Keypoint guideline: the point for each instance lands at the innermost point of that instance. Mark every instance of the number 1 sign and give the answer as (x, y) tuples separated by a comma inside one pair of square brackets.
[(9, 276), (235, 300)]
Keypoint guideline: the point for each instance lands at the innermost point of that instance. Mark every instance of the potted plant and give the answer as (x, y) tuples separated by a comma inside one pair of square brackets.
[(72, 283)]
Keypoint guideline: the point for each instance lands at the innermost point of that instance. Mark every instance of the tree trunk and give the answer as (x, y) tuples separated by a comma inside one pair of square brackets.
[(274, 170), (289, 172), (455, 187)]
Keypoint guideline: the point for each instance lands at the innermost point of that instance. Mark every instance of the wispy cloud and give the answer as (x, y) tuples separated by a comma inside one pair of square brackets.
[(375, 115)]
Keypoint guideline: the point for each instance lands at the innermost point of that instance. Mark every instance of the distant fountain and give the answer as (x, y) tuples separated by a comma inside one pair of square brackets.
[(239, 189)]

════════════════

## Task requirements
Reproduce every one of the records above word for word, keeping each line in its original order.

## Exercise response
Keypoint guideline: the point for each instance lands at the innermost point of that instance. Mark every instance of the number 1 sign and give the answer as (x, y) tuples separated by a comma inside one pair of square brackets.
[(9, 276), (235, 300)]
Keypoint guideline: the point for each instance lands at the innermost point of that instance. Mark every instance of the potted plant and give the answer as (x, y) tuples separated by a comma inside one pair of square brackets.
[(72, 283)]
Keypoint guideline: the point for each instance lands at the innermost point of that instance. Mark every instance of the tree trunk and give the answer as (x, y) tuples separated by a comma inside one pair of square brackets.
[(274, 170), (289, 172), (455, 187)]
Keypoint guideline: the point for each instance lands at the innermost point of that instance. Mark every instance of the wispy cloud and give the answer as (x, y) tuples separated by a comma inside one pair of square brackets.
[(375, 115)]
Keypoint guideline: the point for each instance lands at the innermost point of that instance. Mark every instance of the distant fountain and give the answer as (x, y) tuples separated by a comma inside one pair of square brackets.
[(239, 189)]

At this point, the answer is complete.